About this task >>
Among the entries below, find the line with "pin the brass" and the line with "x=802, y=240". Return exactly those lines and every line between them, but no pictures.

[Data excerpts Boundary: Start]

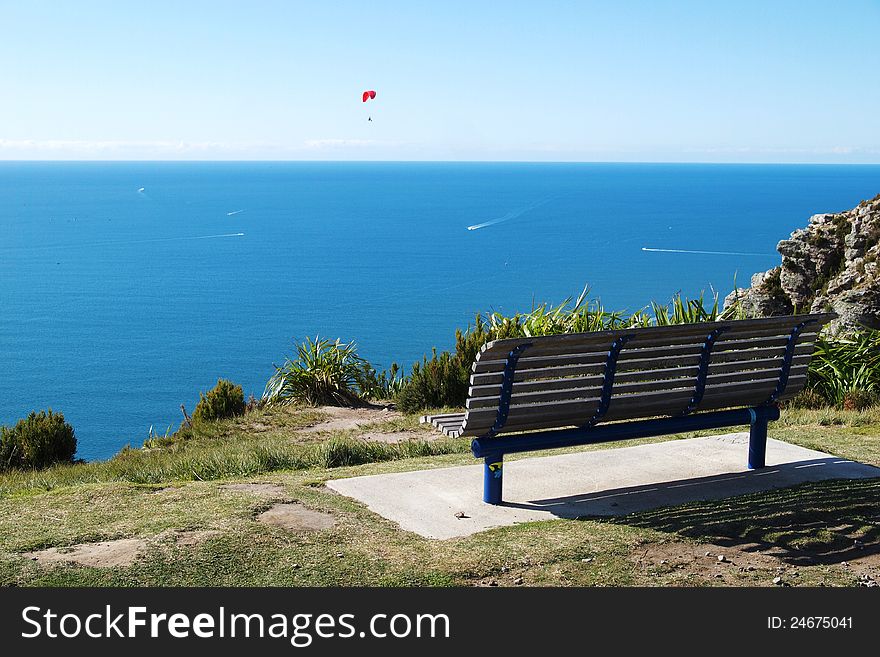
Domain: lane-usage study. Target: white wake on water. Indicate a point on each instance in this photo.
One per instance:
(510, 215)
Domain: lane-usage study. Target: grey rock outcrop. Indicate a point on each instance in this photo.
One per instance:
(831, 265)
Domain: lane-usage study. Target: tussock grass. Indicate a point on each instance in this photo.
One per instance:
(203, 461)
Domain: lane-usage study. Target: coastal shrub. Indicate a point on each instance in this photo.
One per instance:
(40, 440)
(845, 368)
(807, 399)
(324, 372)
(859, 400)
(224, 400)
(441, 381)
(382, 385)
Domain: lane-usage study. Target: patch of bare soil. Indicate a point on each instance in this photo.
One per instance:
(398, 436)
(195, 536)
(704, 558)
(342, 418)
(296, 518)
(106, 554)
(256, 488)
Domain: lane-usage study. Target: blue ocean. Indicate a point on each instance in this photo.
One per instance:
(126, 288)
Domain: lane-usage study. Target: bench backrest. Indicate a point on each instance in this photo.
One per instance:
(579, 379)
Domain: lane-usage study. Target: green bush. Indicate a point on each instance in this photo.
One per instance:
(323, 373)
(860, 400)
(382, 385)
(225, 400)
(38, 441)
(845, 369)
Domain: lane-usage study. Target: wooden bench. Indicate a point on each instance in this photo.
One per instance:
(530, 394)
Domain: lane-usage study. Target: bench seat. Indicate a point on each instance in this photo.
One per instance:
(578, 388)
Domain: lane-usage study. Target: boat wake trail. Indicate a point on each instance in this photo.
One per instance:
(645, 248)
(510, 215)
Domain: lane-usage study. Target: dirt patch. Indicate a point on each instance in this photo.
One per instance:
(271, 490)
(351, 418)
(704, 557)
(107, 554)
(296, 518)
(399, 436)
(195, 537)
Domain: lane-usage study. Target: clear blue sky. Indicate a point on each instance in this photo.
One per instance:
(767, 81)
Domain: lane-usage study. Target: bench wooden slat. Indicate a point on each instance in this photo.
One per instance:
(490, 389)
(592, 387)
(571, 409)
(641, 406)
(645, 365)
(527, 361)
(658, 332)
(546, 346)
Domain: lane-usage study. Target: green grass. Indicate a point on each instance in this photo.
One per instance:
(808, 531)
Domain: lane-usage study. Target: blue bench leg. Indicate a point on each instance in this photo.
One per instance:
(758, 438)
(493, 472)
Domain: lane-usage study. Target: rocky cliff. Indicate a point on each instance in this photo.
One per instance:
(832, 264)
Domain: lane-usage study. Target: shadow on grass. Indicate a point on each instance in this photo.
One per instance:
(814, 523)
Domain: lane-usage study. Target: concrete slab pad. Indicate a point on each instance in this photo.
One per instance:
(447, 502)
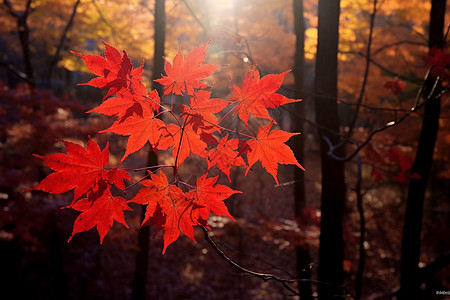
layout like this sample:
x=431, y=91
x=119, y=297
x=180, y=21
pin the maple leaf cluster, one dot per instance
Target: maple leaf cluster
x=172, y=205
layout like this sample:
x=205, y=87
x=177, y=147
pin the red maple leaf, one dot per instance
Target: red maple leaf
x=101, y=213
x=115, y=72
x=186, y=139
x=209, y=198
x=80, y=169
x=396, y=86
x=125, y=103
x=270, y=149
x=257, y=95
x=224, y=155
x=185, y=73
x=167, y=208
x=203, y=108
x=141, y=128
x=439, y=61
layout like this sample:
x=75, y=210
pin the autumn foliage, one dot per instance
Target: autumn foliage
x=171, y=204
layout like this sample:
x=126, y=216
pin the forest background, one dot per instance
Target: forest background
x=383, y=58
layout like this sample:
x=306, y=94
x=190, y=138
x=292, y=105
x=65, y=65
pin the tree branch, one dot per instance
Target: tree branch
x=61, y=42
x=264, y=276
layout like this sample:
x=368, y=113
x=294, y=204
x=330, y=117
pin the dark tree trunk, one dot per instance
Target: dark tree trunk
x=55, y=57
x=410, y=282
x=333, y=182
x=302, y=252
x=24, y=33
x=142, y=257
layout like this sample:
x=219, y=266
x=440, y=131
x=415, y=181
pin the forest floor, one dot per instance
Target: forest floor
x=38, y=263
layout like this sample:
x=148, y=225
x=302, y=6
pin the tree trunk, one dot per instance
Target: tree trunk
x=63, y=38
x=333, y=182
x=23, y=32
x=409, y=282
x=302, y=252
x=142, y=256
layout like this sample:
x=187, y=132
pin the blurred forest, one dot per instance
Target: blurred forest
x=368, y=219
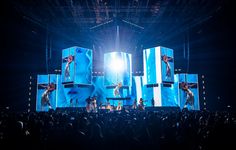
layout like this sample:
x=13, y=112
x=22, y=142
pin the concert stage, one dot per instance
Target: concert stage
x=158, y=86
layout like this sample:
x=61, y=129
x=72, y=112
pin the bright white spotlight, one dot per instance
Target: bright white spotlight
x=117, y=65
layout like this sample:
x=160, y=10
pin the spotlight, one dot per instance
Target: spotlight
x=117, y=65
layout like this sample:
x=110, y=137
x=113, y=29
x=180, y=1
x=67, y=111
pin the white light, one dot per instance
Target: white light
x=117, y=65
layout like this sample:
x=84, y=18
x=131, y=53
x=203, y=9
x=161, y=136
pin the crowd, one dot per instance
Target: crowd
x=124, y=129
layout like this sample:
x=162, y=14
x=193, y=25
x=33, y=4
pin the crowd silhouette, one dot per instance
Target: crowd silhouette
x=125, y=129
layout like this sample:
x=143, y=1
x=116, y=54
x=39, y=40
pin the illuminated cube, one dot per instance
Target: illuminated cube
x=46, y=100
x=117, y=69
x=163, y=94
x=192, y=81
x=158, y=63
x=76, y=65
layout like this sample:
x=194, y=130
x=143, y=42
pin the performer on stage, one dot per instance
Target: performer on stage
x=94, y=104
x=190, y=96
x=153, y=102
x=119, y=106
x=69, y=59
x=141, y=104
x=117, y=89
x=88, y=101
x=45, y=96
x=168, y=68
x=109, y=106
x=134, y=106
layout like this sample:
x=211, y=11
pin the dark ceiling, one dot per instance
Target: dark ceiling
x=33, y=33
x=78, y=16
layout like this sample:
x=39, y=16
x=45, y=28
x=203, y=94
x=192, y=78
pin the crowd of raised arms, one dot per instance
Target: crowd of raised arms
x=125, y=129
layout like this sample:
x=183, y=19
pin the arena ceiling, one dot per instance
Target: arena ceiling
x=77, y=16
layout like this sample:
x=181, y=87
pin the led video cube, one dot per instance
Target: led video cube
x=45, y=98
x=163, y=95
x=192, y=81
x=158, y=65
x=76, y=65
x=117, y=69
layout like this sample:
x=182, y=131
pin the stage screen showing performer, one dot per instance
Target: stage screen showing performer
x=117, y=90
x=166, y=60
x=45, y=100
x=68, y=61
x=141, y=104
x=189, y=94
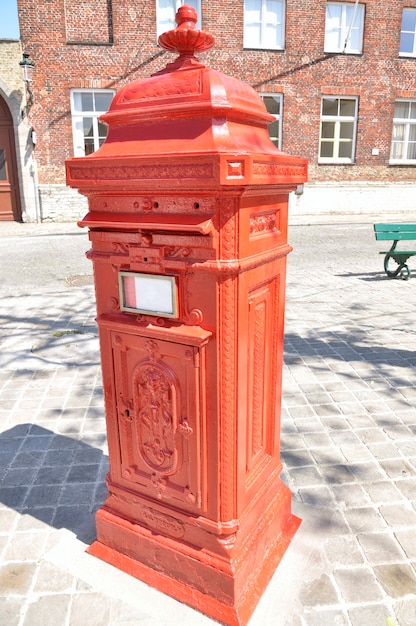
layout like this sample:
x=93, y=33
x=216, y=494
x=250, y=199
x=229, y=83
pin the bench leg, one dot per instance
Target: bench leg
x=402, y=268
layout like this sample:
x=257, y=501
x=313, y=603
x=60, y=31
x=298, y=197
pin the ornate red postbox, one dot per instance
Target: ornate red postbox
x=188, y=223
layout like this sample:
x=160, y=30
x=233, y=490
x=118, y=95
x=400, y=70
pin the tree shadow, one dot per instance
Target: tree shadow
x=41, y=337
x=52, y=477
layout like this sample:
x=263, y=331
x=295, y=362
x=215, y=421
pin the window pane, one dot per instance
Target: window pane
x=407, y=43
x=344, y=27
x=89, y=146
x=87, y=101
x=396, y=150
x=401, y=110
x=327, y=150
x=411, y=152
x=346, y=130
x=399, y=132
x=347, y=108
x=409, y=20
x=272, y=104
x=329, y=106
x=274, y=131
x=87, y=127
x=102, y=101
x=3, y=173
x=102, y=130
x=264, y=24
x=272, y=36
x=345, y=150
x=328, y=130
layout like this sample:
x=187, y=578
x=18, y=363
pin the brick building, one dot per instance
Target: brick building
x=340, y=78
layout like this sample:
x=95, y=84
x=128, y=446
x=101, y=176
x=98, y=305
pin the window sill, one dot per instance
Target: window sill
x=348, y=53
x=89, y=43
x=403, y=163
x=259, y=49
x=335, y=162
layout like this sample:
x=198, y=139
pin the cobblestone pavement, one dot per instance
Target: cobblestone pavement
x=348, y=441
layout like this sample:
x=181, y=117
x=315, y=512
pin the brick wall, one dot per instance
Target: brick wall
x=125, y=49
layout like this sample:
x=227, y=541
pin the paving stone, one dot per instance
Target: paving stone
x=398, y=580
x=93, y=609
x=350, y=496
x=321, y=617
x=381, y=547
x=51, y=579
x=406, y=611
x=364, y=519
x=27, y=546
x=398, y=514
x=10, y=609
x=16, y=578
x=343, y=550
x=370, y=615
x=383, y=490
x=319, y=592
x=48, y=610
x=358, y=584
x=407, y=540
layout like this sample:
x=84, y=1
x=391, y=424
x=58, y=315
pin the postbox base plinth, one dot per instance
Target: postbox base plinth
x=233, y=586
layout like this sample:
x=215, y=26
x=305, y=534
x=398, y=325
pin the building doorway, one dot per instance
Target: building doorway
x=10, y=208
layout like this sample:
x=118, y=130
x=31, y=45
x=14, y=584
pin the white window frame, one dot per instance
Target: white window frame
x=403, y=33
x=264, y=24
x=166, y=11
x=278, y=117
x=337, y=139
x=77, y=119
x=408, y=125
x=341, y=29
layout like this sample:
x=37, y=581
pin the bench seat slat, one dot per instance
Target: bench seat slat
x=395, y=236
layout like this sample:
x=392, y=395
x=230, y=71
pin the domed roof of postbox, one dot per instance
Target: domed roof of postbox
x=186, y=106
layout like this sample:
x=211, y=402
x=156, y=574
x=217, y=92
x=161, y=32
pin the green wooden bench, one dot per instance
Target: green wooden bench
x=396, y=233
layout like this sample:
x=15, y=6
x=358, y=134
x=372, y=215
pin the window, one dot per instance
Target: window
x=166, y=11
x=273, y=103
x=338, y=130
x=344, y=27
x=403, y=144
x=264, y=22
x=408, y=33
x=86, y=107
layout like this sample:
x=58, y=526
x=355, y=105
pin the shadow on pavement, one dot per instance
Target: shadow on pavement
x=52, y=477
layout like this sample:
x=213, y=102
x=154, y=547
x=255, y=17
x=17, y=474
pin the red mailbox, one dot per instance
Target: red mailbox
x=187, y=218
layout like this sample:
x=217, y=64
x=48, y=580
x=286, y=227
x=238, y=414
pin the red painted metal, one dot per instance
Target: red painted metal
x=189, y=185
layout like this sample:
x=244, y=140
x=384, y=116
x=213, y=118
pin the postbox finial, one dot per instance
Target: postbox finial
x=186, y=38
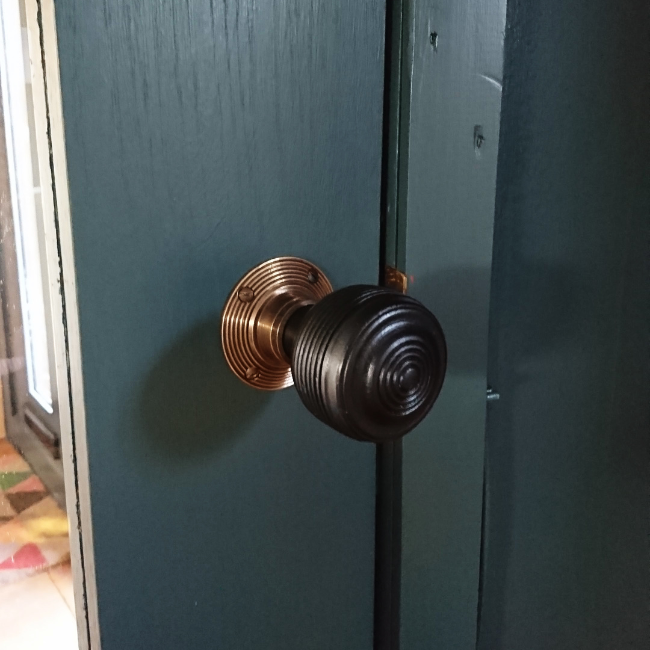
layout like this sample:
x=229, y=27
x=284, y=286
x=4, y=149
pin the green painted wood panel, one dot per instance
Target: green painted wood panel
x=567, y=560
x=202, y=138
x=444, y=239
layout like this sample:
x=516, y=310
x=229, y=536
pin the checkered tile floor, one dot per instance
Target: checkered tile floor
x=33, y=529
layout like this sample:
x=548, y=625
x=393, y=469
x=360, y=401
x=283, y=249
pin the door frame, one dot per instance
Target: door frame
x=65, y=322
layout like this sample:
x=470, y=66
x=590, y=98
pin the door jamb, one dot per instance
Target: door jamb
x=41, y=22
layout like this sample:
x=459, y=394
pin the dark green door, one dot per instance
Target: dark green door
x=204, y=137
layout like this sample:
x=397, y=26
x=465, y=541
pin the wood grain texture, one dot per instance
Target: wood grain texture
x=567, y=561
x=445, y=222
x=202, y=138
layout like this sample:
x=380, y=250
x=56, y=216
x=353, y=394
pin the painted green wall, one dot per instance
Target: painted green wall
x=567, y=562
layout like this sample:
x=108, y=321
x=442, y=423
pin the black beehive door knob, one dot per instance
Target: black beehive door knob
x=368, y=361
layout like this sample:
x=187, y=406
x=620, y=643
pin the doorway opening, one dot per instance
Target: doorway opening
x=43, y=587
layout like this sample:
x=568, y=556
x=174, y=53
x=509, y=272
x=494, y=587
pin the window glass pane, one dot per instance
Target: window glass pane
x=26, y=201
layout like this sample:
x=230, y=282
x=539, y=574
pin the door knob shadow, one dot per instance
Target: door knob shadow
x=191, y=405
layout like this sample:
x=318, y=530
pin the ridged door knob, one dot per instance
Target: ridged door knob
x=366, y=360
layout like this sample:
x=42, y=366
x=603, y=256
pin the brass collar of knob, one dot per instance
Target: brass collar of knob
x=256, y=312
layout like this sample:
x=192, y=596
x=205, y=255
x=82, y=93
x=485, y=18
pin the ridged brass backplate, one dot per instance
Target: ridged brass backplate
x=256, y=312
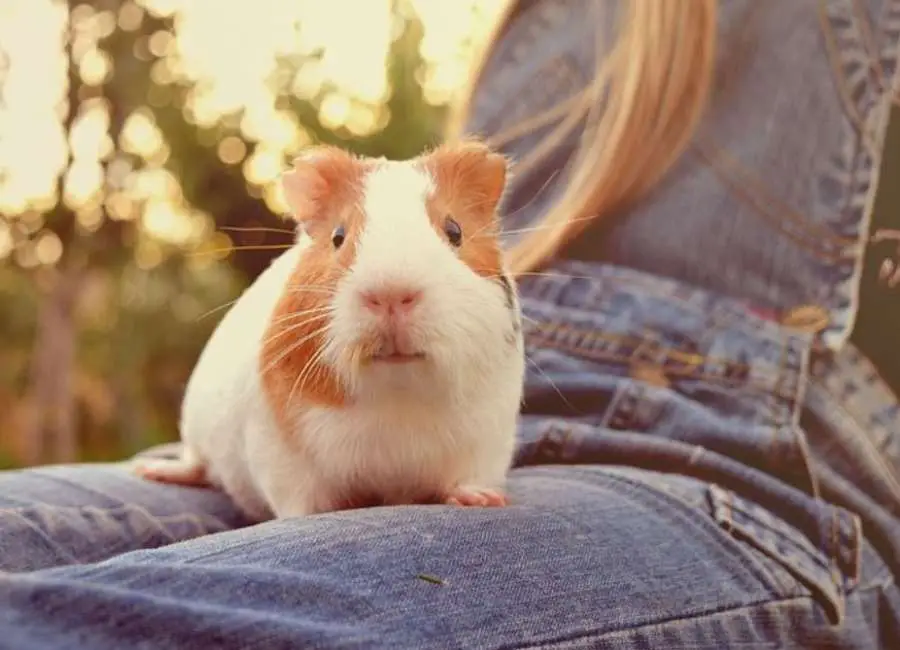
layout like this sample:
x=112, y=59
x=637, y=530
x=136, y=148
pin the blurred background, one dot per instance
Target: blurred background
x=138, y=161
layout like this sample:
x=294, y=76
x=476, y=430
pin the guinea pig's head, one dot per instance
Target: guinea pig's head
x=402, y=277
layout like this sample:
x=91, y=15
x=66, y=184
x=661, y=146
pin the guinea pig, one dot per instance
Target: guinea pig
x=377, y=361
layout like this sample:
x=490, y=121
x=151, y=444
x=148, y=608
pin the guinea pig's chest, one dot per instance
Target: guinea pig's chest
x=389, y=453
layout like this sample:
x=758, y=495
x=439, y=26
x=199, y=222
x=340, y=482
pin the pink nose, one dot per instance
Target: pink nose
x=392, y=300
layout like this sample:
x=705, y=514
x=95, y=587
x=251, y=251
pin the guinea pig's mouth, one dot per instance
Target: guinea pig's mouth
x=398, y=357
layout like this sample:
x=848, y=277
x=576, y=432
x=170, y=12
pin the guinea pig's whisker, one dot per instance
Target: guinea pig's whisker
x=542, y=275
x=257, y=229
x=518, y=231
x=219, y=308
x=319, y=313
x=305, y=289
x=551, y=382
x=300, y=381
x=293, y=347
x=260, y=247
x=293, y=327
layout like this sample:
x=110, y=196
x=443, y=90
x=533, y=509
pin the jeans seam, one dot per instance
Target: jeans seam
x=598, y=636
x=867, y=442
x=546, y=337
x=186, y=516
x=710, y=529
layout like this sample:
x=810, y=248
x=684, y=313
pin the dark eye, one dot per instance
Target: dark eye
x=453, y=232
x=337, y=237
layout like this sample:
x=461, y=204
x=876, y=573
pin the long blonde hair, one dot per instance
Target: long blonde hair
x=640, y=111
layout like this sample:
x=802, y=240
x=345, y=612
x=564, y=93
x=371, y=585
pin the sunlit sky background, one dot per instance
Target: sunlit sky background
x=230, y=45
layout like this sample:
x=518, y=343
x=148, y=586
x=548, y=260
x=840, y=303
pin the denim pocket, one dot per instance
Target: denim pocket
x=784, y=553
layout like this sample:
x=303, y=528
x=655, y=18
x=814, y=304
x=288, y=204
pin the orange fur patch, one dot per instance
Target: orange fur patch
x=469, y=182
x=324, y=191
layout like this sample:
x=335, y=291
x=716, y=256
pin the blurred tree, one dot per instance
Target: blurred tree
x=105, y=319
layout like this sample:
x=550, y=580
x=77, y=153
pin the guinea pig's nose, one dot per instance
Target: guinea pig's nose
x=391, y=300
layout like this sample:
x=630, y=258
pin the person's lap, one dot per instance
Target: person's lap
x=585, y=556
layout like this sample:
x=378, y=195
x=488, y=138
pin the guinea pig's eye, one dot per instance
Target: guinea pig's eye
x=453, y=232
x=337, y=237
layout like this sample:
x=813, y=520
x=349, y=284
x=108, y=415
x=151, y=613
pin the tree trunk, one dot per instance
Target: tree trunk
x=52, y=435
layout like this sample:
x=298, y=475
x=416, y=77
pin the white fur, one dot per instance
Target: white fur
x=409, y=429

[Data excerpts Boundary: End]

Output below >>
pin the brass collar of knob, one dot per instance
Target: brass collar of knob
x=256, y=312
layout like this sample:
x=192, y=596
x=205, y=255
x=82, y=93
x=485, y=18
pin the ridged brass backplate, one dot per instance
Target: ridged brass backplate
x=256, y=312
layout like this sample:
x=112, y=59
x=637, y=530
x=136, y=148
pin the blurred background, one dot per instance
Target: blurred background
x=138, y=161
layout like this sample:
x=294, y=76
x=476, y=430
pin the guinea pig's head, one dot per instance
Target: guinea pig's head
x=402, y=277
layout like this sample:
x=91, y=15
x=66, y=184
x=661, y=146
pin the guinea pig, one dot per instance
Target: guinea pig
x=377, y=361
layout like this sample:
x=490, y=121
x=151, y=444
x=148, y=608
pin the guinea pig's chest, one dot per instance
Target: guinea pig's chest
x=389, y=453
layout like this sample:
x=758, y=495
x=439, y=26
x=199, y=222
x=340, y=482
pin the pink nose, one dot per instance
Target: pink nose
x=392, y=300
layout like this sample:
x=705, y=514
x=95, y=587
x=251, y=251
pin the guinea pig's mouth, one dot per instance
Target: guinea pig's mouth
x=398, y=357
layout like this sample:
x=848, y=277
x=576, y=432
x=170, y=12
pin the guinea pig's whisker, one dot per instance
Target: guinea pig's whisker
x=542, y=275
x=257, y=229
x=518, y=231
x=219, y=308
x=319, y=313
x=305, y=289
x=551, y=382
x=300, y=381
x=293, y=347
x=260, y=247
x=293, y=327
layout like this sample:
x=110, y=196
x=443, y=90
x=533, y=509
pin the jeans seam, one dot per instance
Target: jeans seam
x=598, y=636
x=867, y=442
x=546, y=337
x=186, y=516
x=710, y=529
layout like this sample:
x=810, y=248
x=684, y=313
pin the dark eye, one dot per instance
Target: dark eye
x=453, y=232
x=337, y=237
layout like this sample:
x=461, y=204
x=876, y=573
pin the long blonde hair, one dot per instance
Target: long blonde hair
x=640, y=111
layout like this sample:
x=802, y=240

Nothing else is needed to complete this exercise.